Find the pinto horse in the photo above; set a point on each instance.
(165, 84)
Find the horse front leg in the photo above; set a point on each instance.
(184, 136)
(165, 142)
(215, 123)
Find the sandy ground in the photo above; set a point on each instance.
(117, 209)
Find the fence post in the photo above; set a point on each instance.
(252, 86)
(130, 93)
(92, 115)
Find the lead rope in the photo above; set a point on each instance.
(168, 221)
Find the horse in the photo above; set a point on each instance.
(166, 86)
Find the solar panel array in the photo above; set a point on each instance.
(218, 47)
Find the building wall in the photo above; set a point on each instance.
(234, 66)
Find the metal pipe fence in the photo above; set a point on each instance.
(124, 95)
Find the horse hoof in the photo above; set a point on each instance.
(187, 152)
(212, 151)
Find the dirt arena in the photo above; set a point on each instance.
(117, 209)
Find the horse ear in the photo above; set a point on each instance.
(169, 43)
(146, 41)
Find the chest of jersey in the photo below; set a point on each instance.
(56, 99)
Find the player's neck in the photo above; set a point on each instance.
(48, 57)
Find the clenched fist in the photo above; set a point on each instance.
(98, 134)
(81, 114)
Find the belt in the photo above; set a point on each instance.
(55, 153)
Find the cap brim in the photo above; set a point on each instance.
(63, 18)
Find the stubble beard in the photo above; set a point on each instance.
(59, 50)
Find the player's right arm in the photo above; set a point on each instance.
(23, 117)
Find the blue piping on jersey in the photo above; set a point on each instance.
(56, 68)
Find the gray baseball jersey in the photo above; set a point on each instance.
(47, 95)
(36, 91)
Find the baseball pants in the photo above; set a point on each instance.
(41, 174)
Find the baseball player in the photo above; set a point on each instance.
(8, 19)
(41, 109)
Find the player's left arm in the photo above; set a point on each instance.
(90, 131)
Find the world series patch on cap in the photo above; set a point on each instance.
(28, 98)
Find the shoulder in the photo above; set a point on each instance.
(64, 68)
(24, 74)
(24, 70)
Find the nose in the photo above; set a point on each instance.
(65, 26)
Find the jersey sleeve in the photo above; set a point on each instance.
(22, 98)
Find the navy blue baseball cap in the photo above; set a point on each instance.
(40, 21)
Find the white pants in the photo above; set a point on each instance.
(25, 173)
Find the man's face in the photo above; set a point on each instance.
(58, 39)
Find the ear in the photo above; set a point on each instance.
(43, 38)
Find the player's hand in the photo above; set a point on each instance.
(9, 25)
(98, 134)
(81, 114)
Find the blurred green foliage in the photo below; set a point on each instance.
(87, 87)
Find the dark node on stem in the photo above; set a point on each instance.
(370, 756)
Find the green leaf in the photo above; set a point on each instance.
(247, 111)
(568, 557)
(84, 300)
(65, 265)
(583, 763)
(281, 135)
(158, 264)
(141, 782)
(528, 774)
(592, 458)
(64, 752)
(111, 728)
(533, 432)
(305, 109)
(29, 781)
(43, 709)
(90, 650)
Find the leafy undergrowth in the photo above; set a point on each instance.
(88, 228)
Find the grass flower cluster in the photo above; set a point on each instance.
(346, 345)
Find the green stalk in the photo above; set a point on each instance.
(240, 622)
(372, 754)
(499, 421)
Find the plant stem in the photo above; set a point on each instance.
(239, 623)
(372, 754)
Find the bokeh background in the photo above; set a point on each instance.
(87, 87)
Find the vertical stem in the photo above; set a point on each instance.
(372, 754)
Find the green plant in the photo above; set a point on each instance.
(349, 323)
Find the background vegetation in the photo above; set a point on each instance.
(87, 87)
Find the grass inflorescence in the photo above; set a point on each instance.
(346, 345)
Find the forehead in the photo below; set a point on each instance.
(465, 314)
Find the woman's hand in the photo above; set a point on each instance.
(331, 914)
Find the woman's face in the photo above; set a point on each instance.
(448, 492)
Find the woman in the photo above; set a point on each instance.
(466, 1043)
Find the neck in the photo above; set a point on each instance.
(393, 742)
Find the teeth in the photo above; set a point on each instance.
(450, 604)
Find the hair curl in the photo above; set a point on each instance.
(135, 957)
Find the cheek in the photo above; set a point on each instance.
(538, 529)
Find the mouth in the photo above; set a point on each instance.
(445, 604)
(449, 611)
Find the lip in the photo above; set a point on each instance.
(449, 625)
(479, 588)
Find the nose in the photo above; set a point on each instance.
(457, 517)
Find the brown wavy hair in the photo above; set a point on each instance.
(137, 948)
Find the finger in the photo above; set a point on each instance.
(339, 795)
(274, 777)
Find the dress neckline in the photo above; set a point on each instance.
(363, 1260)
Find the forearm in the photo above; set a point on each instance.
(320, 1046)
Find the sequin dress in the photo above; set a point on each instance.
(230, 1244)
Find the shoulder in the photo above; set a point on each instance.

[EXERCISE DESCRIPTION] The response has to match the records above word for word.

[ANSWER FOR THE TASK]
Find the pinto horse in the photo above; set a point on each instance.
(165, 84)
Find the horse front leg in the photo above; set a point on each instance.
(184, 136)
(165, 142)
(215, 123)
Find the sandy ground in the photo above; set a point on each instance.
(117, 209)
Find the fence post in the photo above; set a point on each instance.
(252, 86)
(130, 93)
(92, 115)
Find the lead rope in the photo above; set a point on each instance.
(168, 221)
Find the horse in the photo above; set a point on each instance.
(166, 86)
Find the solar panel array in the photo above; set a point on each instance.
(218, 47)
Find the building wall in the photo above; set a point on each instance.
(234, 66)
Find the metal pipe fence in the photo above; set a point on each instance.
(124, 95)
Find the horse hoof in the photo above; set a point on each instance.
(187, 152)
(212, 151)
Find the dirt arena in the photo above; set a point on each instance.
(117, 209)
Find the horse ear in the photo above; set a point on each instance.
(169, 43)
(146, 41)
Find the chest of jersey in the photo below; set a point on each instance.
(56, 99)
Find the player's neck in the photo above; set a point on each instance.
(48, 57)
Find the clenched fist in the photo above; set a point on each instance.
(98, 134)
(81, 114)
Find the belt in the photo above; set a point on each instance.
(55, 153)
Find the cap brim in the photo above; set a point on each instance.
(63, 18)
Find the stubble beard in the photo above; set a point on each instance.
(59, 50)
Find the player's right arm in the photo above; set a point on each instance.
(23, 117)
Find the blue piping on jersey in the photo above; set a point on each instance.
(56, 68)
Find the gray baseball jersey in the photo above; set a point on each instance.
(47, 95)
(36, 91)
Find the baseball pants in the photo above; set a point on each instance.
(41, 174)
Find the baseball player in the photo above; set a point on each instance.
(8, 19)
(41, 109)
Find the player's left arm in the photo above; set a point on each instance.
(90, 131)
Find the world series patch on cap in the photo above; set a point on each instance.
(28, 98)
Find the shoulder in the photo above; set a point on each instance.
(64, 68)
(24, 74)
(24, 70)
Find the nose in the photo above; set a point on each instance.
(65, 26)
Find the jersey sleeve in the photo above; set a point on each instance.
(22, 98)
Find the navy blue baseball cap in the photo above; set a point on each instance.
(40, 21)
Find the white pants in the photo above; set a point on each instance.
(25, 173)
Find the man's face in the photo above; set a point on each instance.
(58, 39)
Find the ear in the photo above; set a point on each instance.
(43, 38)
Find the player's hand in the photo above; set a point on each instance.
(9, 25)
(98, 134)
(81, 114)
Find the blurred green foliage in the photo below; set a point on each instance.
(87, 87)
Find the dark node on stem in the photo above; set a point on each instance.
(370, 756)
Find the green leaf in the photo above; set a point on each instance.
(247, 111)
(568, 557)
(84, 300)
(65, 265)
(583, 763)
(281, 135)
(158, 264)
(141, 782)
(528, 774)
(592, 458)
(64, 752)
(111, 728)
(533, 432)
(305, 109)
(29, 781)
(43, 709)
(90, 650)
Find the leafy undergrowth in the photo above; set a point on each instance.
(88, 228)
Find the grass flower cluster in the photo above; set a point on each instance.
(346, 345)
Find the green stalk in the photo above; set a point on each instance.
(240, 622)
(372, 754)
(499, 421)
Find the plant stem in the photo above; set a point on each instance.
(239, 623)
(372, 754)
Find the bokeh background in the photo above; set a point on each instance.
(87, 87)
Find the vertical stem in the photo above; set a point on each instance.
(372, 754)
Find the green plant in the photo above; set a point on each instance.
(349, 323)
Find the background vegetation in the photo above; set a point on each instance.
(87, 87)
Find the grass inflorescence in the photo above; set a point on each instance.
(346, 345)
Find the forehead in the photo below; set a point on each instance.
(465, 314)
Find the woman's hand in the photo above; set a point on each instance.
(331, 914)
Find the woman's face in the photo above; set a point on each instance.
(448, 492)
Find the woman in the photo above; set a point on each instance.
(466, 1043)
Find the neck in the photo above; set a point on each instance.
(393, 742)
Find the teeth in the photo above; set a point on each instance.
(450, 604)
Find the hair curl in the photo above; set a point on each instance.
(135, 957)
Find the cheek in the photo above; set a point on each instance.
(538, 529)
Find the mouth in the photo above; set a point on each instance.
(445, 604)
(449, 611)
Find the lip in the photo above; set a point on each instance.
(449, 625)
(479, 588)
Find the nose in the photo above; set a point on each instance.
(457, 517)
Find the brown wavy hair in the photo above; set a point on each instance.
(137, 948)
Find the finger in the photo above; set a point on each instance.
(339, 795)
(274, 777)
Find the dress neckline in the photo above; set a point on each instance.
(363, 1260)
Find the forearm in the photo above; set a point on each instance.
(320, 1046)
Find the sequin dress in the photo above; set a point on each instance.
(230, 1244)
Find the shoulder in the photo above; set a point on each instance.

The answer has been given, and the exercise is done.